[Data records]
========================

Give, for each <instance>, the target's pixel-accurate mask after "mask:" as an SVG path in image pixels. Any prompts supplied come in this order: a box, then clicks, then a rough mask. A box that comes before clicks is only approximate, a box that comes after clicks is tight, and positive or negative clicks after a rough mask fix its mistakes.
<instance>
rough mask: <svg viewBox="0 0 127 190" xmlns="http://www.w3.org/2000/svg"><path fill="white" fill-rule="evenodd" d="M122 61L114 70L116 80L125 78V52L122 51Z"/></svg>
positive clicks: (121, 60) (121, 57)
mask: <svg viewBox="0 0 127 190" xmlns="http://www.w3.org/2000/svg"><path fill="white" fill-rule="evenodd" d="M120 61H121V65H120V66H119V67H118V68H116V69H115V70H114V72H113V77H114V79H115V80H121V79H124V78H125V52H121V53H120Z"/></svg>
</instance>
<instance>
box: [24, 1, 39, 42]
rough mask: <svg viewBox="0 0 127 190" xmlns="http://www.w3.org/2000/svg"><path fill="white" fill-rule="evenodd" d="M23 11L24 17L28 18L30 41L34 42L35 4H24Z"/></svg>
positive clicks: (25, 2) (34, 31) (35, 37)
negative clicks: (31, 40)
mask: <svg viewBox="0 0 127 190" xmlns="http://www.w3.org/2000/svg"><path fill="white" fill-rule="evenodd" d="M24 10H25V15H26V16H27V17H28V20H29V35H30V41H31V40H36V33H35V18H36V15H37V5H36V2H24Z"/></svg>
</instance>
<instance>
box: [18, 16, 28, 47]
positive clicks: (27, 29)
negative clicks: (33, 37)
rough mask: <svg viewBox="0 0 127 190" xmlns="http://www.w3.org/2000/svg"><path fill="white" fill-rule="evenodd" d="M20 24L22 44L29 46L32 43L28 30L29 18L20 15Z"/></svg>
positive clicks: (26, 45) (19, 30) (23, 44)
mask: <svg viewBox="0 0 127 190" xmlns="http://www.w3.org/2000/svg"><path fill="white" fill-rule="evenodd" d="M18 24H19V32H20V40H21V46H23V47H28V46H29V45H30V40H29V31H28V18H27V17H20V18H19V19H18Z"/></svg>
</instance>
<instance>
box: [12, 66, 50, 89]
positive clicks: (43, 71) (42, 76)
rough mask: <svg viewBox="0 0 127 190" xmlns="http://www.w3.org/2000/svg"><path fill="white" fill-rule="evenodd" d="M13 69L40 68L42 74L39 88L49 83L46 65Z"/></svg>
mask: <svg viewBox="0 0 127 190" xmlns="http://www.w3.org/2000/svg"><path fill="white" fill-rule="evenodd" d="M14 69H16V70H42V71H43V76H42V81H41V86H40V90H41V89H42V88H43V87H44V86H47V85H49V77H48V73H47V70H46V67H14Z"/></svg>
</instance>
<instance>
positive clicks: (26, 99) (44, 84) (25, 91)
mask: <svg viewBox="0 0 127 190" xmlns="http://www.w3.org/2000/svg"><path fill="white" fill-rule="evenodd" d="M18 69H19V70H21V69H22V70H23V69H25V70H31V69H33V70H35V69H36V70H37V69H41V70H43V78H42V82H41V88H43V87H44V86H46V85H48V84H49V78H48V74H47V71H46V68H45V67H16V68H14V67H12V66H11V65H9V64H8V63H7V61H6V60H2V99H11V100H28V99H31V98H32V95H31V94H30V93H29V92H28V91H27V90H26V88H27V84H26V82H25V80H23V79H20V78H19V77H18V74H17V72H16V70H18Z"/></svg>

========================

■ EXERCISE OBJECTIVE ■
Give back each record above exactly as written.

■ RESULT OF THE TASK ■
Give, for each <instance>, the target's pixel-accurate mask after "mask:" as an SVG path in image pixels. Any prompts supplied come in this order: a box, then clicks, then a rough mask. A box that comes before clicks is only approximate, a box that comes after clicks is tight, and positive or negative clicks after a rough mask fix its mistakes.
<instance>
rough mask: <svg viewBox="0 0 127 190" xmlns="http://www.w3.org/2000/svg"><path fill="white" fill-rule="evenodd" d="M122 61L114 70L116 80L125 78V52L122 51Z"/></svg>
positive clicks: (121, 60) (121, 57)
mask: <svg viewBox="0 0 127 190" xmlns="http://www.w3.org/2000/svg"><path fill="white" fill-rule="evenodd" d="M120 61H121V65H120V66H119V67H118V68H116V69H115V70H114V72H113V77H114V79H115V80H121V79H124V78H125V52H121V53H120Z"/></svg>
</instance>
<instance>
box: [24, 1, 39, 42]
rough mask: <svg viewBox="0 0 127 190" xmlns="http://www.w3.org/2000/svg"><path fill="white" fill-rule="evenodd" d="M23 11L24 17L28 18L30 41L34 42L35 4H24Z"/></svg>
positive clicks: (25, 2) (34, 31) (35, 37)
negative clicks: (31, 40)
mask: <svg viewBox="0 0 127 190" xmlns="http://www.w3.org/2000/svg"><path fill="white" fill-rule="evenodd" d="M24 10H25V15H26V16H27V17H28V20H29V35H30V41H31V40H36V33H35V18H36V15H37V5H36V2H24Z"/></svg>
</instance>
<instance>
box: [18, 16, 28, 47]
positive clicks: (27, 29)
negative clicks: (33, 37)
rough mask: <svg viewBox="0 0 127 190" xmlns="http://www.w3.org/2000/svg"><path fill="white" fill-rule="evenodd" d="M20 24L22 44L29 46L32 43L28 30L29 18L20 15Z"/></svg>
positive clicks: (26, 45) (19, 30) (23, 44)
mask: <svg viewBox="0 0 127 190" xmlns="http://www.w3.org/2000/svg"><path fill="white" fill-rule="evenodd" d="M18 24H19V32H20V40H21V46H23V47H28V46H29V45H30V40H29V31H28V18H27V17H20V18H19V19H18Z"/></svg>
</instance>
<instance>
box: [12, 66, 50, 89]
positive clicks: (43, 71) (42, 76)
rough mask: <svg viewBox="0 0 127 190" xmlns="http://www.w3.org/2000/svg"><path fill="white" fill-rule="evenodd" d="M13 69L40 68L42 74L39 88L49 83L46 65Z"/></svg>
mask: <svg viewBox="0 0 127 190" xmlns="http://www.w3.org/2000/svg"><path fill="white" fill-rule="evenodd" d="M14 69H16V70H42V71H43V76H42V81H41V86H40V90H41V89H42V88H43V87H44V86H47V85H49V77H48V73H47V70H46V67H14Z"/></svg>
</instance>
<instance>
positive clicks: (26, 99) (44, 84) (25, 91)
mask: <svg viewBox="0 0 127 190" xmlns="http://www.w3.org/2000/svg"><path fill="white" fill-rule="evenodd" d="M18 69H19V70H21V69H22V70H23V69H25V70H31V69H33V70H35V69H36V70H37V69H41V70H43V78H42V82H41V88H43V87H44V86H46V85H48V84H49V78H48V74H47V71H46V68H45V67H16V68H14V67H12V66H11V65H9V64H8V63H7V61H6V60H2V99H11V100H28V99H31V98H32V95H31V94H30V93H29V92H28V91H27V90H26V88H27V84H26V82H25V80H23V79H20V78H19V77H18V74H17V72H16V70H18Z"/></svg>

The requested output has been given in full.